== Dataset content

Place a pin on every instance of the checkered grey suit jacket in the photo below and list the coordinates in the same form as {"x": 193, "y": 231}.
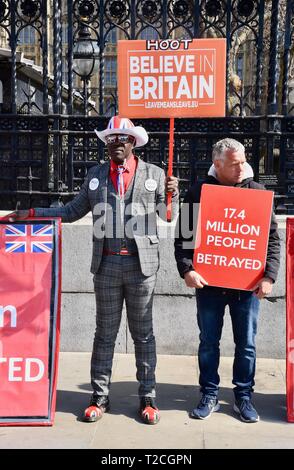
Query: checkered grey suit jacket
{"x": 143, "y": 211}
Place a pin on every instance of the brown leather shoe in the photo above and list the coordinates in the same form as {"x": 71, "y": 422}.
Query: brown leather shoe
{"x": 148, "y": 411}
{"x": 98, "y": 406}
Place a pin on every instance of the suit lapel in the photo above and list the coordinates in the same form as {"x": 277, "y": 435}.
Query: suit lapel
{"x": 140, "y": 177}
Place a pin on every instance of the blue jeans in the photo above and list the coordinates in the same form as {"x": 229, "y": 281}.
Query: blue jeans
{"x": 244, "y": 307}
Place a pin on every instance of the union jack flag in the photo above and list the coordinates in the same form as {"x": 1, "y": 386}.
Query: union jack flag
{"x": 22, "y": 238}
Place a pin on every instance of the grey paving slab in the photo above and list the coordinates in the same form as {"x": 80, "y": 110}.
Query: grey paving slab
{"x": 177, "y": 394}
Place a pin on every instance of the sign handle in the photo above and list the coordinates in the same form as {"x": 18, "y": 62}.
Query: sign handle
{"x": 170, "y": 166}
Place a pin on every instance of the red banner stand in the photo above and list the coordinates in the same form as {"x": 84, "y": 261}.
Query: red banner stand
{"x": 30, "y": 272}
{"x": 290, "y": 319}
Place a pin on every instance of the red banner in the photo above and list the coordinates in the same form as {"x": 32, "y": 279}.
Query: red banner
{"x": 232, "y": 236}
{"x": 29, "y": 320}
{"x": 171, "y": 78}
{"x": 290, "y": 319}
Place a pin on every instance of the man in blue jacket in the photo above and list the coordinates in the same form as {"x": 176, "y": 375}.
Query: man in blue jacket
{"x": 229, "y": 169}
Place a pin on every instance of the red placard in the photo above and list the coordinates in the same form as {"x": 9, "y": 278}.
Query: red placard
{"x": 232, "y": 235}
{"x": 290, "y": 319}
{"x": 29, "y": 320}
{"x": 172, "y": 78}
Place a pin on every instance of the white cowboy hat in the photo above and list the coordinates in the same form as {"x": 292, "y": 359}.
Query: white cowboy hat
{"x": 118, "y": 125}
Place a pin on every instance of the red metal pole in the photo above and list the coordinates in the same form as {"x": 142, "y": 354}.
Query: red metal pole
{"x": 170, "y": 165}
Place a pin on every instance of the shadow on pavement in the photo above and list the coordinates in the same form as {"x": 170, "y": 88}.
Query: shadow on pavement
{"x": 124, "y": 400}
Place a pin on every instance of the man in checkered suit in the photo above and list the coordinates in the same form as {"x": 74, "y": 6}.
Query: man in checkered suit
{"x": 124, "y": 196}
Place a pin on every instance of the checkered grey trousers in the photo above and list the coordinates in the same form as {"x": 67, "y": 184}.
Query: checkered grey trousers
{"x": 120, "y": 278}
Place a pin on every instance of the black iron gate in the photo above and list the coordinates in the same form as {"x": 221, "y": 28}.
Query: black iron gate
{"x": 47, "y": 117}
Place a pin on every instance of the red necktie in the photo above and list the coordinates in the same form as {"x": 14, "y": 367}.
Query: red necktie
{"x": 120, "y": 181}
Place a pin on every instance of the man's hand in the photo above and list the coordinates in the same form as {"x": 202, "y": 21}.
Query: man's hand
{"x": 18, "y": 215}
{"x": 171, "y": 184}
{"x": 263, "y": 287}
{"x": 193, "y": 279}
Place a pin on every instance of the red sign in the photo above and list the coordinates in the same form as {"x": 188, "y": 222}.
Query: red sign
{"x": 172, "y": 78}
{"x": 29, "y": 320}
{"x": 232, "y": 235}
{"x": 290, "y": 319}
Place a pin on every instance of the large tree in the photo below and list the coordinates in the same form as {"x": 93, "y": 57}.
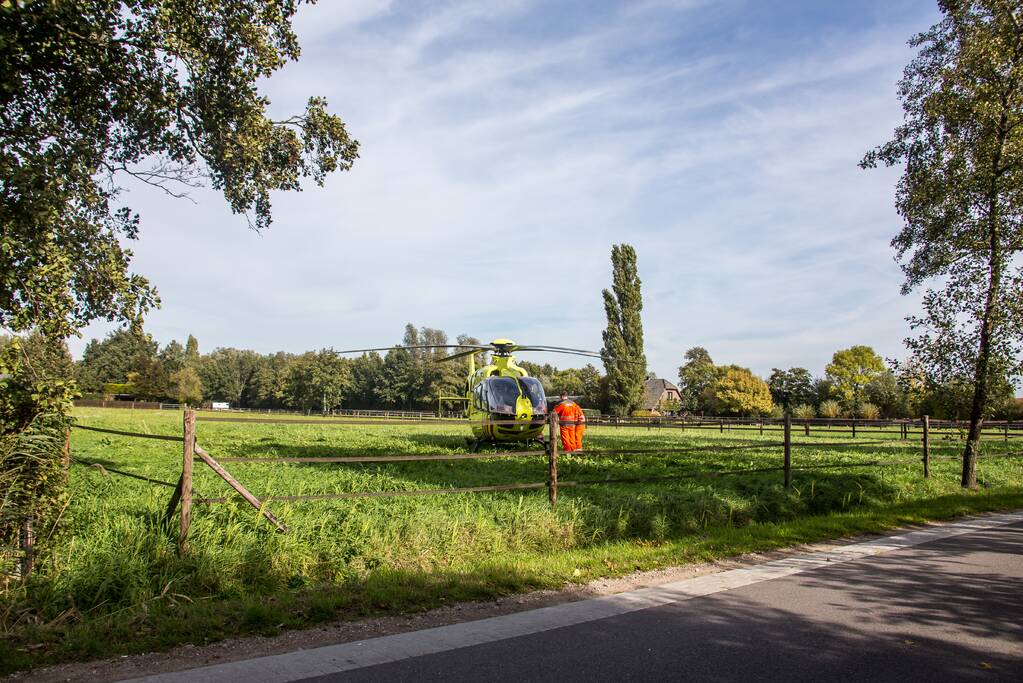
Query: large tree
{"x": 961, "y": 197}
{"x": 622, "y": 353}
{"x": 696, "y": 376}
{"x": 851, "y": 370}
{"x": 96, "y": 93}
{"x": 739, "y": 392}
{"x": 792, "y": 388}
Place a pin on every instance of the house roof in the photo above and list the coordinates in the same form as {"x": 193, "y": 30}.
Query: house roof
{"x": 653, "y": 390}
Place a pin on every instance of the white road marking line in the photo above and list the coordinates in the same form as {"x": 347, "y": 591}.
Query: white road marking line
{"x": 346, "y": 656}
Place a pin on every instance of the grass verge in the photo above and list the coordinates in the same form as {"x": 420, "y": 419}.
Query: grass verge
{"x": 113, "y": 582}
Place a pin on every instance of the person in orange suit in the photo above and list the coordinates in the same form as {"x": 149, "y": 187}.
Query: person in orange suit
{"x": 573, "y": 423}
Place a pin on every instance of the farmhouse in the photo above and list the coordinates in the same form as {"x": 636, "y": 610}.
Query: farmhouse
{"x": 657, "y": 393}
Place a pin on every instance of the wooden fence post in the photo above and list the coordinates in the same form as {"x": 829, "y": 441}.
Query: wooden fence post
{"x": 28, "y": 548}
{"x": 927, "y": 446}
{"x": 788, "y": 451}
{"x": 186, "y": 469}
{"x": 552, "y": 461}
{"x": 67, "y": 451}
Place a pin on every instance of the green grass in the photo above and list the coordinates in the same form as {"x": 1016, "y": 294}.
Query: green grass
{"x": 112, "y": 581}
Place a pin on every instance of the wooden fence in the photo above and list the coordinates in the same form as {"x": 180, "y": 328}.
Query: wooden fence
{"x": 184, "y": 496}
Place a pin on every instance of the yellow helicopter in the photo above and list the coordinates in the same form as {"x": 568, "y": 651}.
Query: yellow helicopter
{"x": 503, "y": 403}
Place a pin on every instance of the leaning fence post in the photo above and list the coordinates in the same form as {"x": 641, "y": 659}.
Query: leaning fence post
{"x": 186, "y": 469}
{"x": 788, "y": 450}
{"x": 927, "y": 446}
{"x": 552, "y": 461}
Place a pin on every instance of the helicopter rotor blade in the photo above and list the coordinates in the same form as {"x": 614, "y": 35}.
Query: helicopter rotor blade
{"x": 550, "y": 350}
{"x": 462, "y": 354}
{"x": 418, "y": 346}
{"x": 573, "y": 352}
{"x": 541, "y": 347}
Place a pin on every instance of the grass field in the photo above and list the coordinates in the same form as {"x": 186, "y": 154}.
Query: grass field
{"x": 115, "y": 583}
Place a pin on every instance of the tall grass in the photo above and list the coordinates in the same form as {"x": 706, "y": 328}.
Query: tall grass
{"x": 115, "y": 582}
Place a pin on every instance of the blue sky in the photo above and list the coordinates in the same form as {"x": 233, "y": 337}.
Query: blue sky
{"x": 507, "y": 144}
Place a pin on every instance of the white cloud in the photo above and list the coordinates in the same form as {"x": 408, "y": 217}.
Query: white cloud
{"x": 499, "y": 166}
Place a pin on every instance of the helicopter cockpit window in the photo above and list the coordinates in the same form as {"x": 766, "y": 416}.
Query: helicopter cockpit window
{"x": 502, "y": 394}
{"x": 534, "y": 391}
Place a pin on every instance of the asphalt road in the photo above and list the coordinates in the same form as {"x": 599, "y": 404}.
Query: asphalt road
{"x": 940, "y": 603}
{"x": 950, "y": 609}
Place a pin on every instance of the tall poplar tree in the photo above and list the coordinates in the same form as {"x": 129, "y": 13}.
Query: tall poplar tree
{"x": 622, "y": 352}
{"x": 961, "y": 197}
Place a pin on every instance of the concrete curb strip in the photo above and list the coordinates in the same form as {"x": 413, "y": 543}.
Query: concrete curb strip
{"x": 347, "y": 656}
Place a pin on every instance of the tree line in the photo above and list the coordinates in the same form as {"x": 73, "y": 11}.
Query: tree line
{"x": 128, "y": 362}
{"x": 856, "y": 383}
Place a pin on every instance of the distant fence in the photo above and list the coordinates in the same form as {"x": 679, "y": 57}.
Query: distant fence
{"x": 184, "y": 495}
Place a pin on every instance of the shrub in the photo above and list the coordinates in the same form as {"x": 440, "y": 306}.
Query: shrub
{"x": 830, "y": 409}
{"x": 804, "y": 411}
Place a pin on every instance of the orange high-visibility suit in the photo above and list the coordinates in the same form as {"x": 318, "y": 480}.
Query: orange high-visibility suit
{"x": 573, "y": 423}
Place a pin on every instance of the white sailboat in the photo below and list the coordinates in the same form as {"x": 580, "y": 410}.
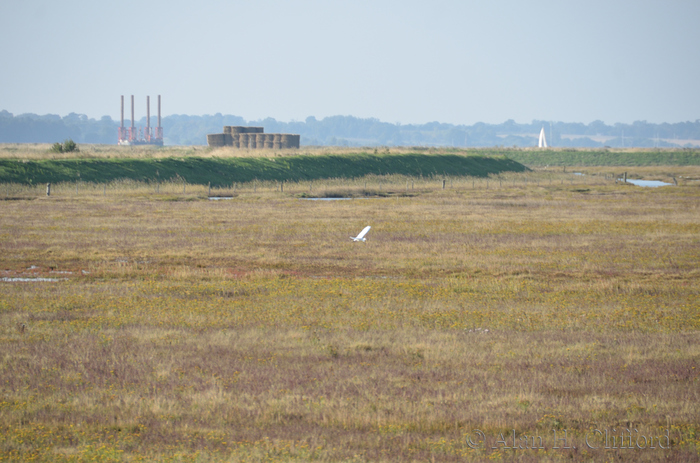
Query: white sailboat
{"x": 543, "y": 140}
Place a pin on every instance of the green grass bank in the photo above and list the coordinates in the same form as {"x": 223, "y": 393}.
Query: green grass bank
{"x": 603, "y": 157}
{"x": 224, "y": 171}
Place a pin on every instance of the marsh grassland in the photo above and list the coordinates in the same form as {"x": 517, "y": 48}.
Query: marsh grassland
{"x": 174, "y": 328}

====

Reproduce exactly and only the lines from the one with "Place a pin on every instance of the tall poplar" through the last entry, both included, excluding every picture.

## Solution
Place a pin on every instance of the tall poplar tree in the photo above and list the coordinates in the same form as {"x": 129, "y": 13}.
Query: tall poplar tree
{"x": 622, "y": 352}
{"x": 961, "y": 197}
Place a pin on every instance of the concrete curb strip in the photo above and list the coordinates in the same form as {"x": 413, "y": 543}.
Query: concrete curb strip
{"x": 347, "y": 656}
Place a pin on every instance of the tree line in the photo above and list the coordinates in the same form as {"x": 73, "y": 11}.
Query: tree line
{"x": 128, "y": 362}
{"x": 856, "y": 383}
Place a pin on every instance of the distant fence in the photo above and list the coordinates in the same form as {"x": 679, "y": 57}.
Query: distant fence
{"x": 184, "y": 495}
Place a pin on every instance of the shrub in the photo above and list the coordinates in the same form as {"x": 440, "y": 306}.
Query: shrub
{"x": 830, "y": 409}
{"x": 804, "y": 411}
Place a pin on every instance of the orange high-visibility suit in the photo above and list the coordinates in the same form as {"x": 318, "y": 480}.
Query: orange high-visibility suit
{"x": 573, "y": 423}
Place a pin on every instance of the white sailboat in the photo below and list the coordinates in the same form as {"x": 580, "y": 410}.
Query: white sailboat
{"x": 543, "y": 140}
Place a pin on every instance of the green grass bank in the photo above and list the coordinates in the same form as {"x": 223, "y": 393}.
Query: green grass bank
{"x": 603, "y": 157}
{"x": 224, "y": 171}
Place a pin on every instance of the marsh grassland in the photo above and list the coordinates in the same form as {"x": 517, "y": 48}.
Query: marsh grassland
{"x": 174, "y": 328}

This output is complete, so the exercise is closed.